(Collected data entries)
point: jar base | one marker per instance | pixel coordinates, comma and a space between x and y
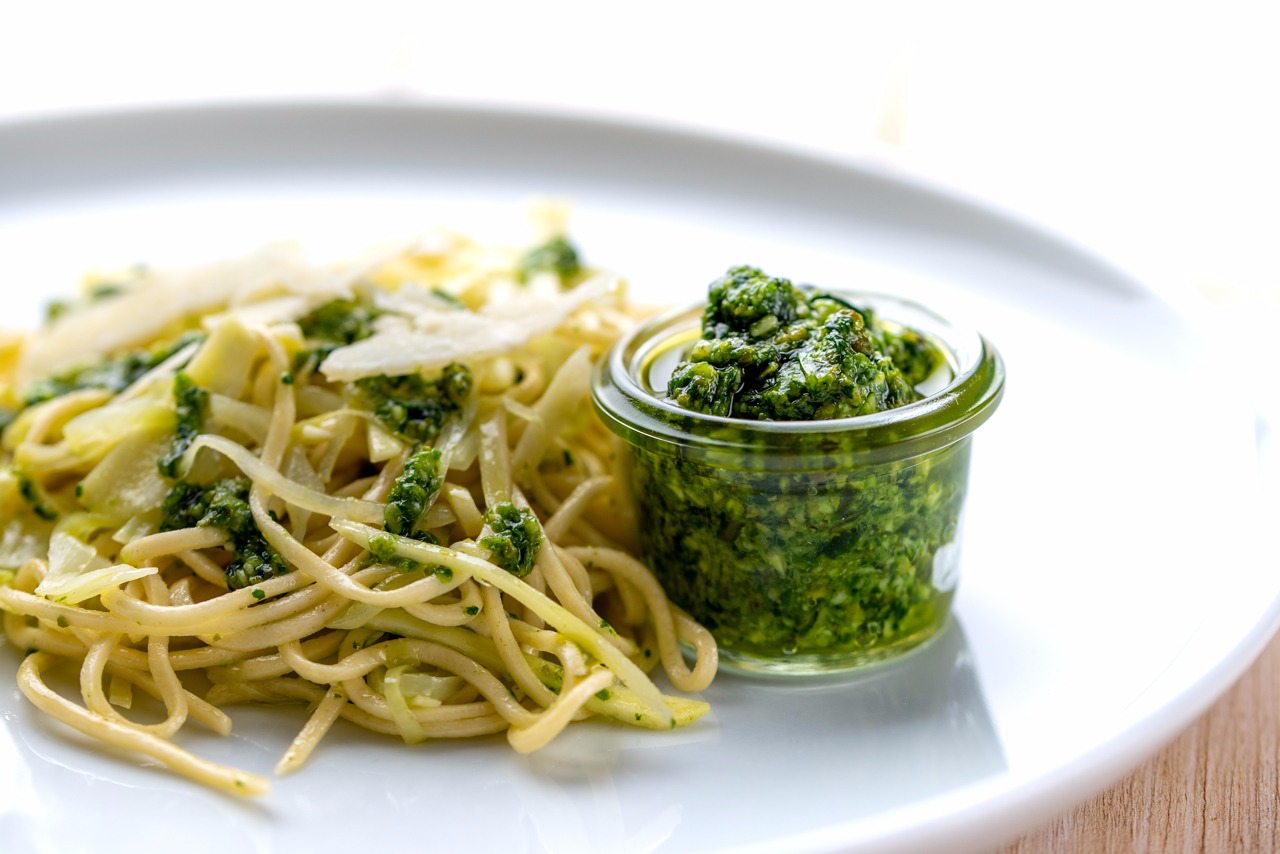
823, 663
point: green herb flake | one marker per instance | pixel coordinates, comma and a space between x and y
772, 351
556, 255
515, 540
113, 374
35, 498
191, 406
412, 406
414, 492
224, 505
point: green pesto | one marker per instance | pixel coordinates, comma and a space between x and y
332, 325
224, 505
772, 351
114, 374
835, 558
412, 406
35, 498
836, 561
339, 322
190, 406
414, 492
556, 255
383, 548
516, 538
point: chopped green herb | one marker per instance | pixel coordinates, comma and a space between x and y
414, 492
339, 322
112, 374
832, 560
516, 538
191, 405
772, 351
556, 255
415, 407
224, 505
35, 498
334, 324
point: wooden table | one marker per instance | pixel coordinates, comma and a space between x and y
1214, 789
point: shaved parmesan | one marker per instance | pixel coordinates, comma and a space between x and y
437, 338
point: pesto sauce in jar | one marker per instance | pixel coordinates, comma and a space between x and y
837, 561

▶ Description of the task
Edit the entries from the line containing "point: shaved parmesan" through the end of the entries, changing "one marker per instance" to "a marker for each instance" and leaving everything else unchanged.

▶ Full solution
point: shaved parmesan | a marker for each instance | pixel coordinates, comma and a space between x and y
437, 338
point: pesto sauce in jar | a marker for each instance | pixel coordinates, comma and a space between x and y
837, 561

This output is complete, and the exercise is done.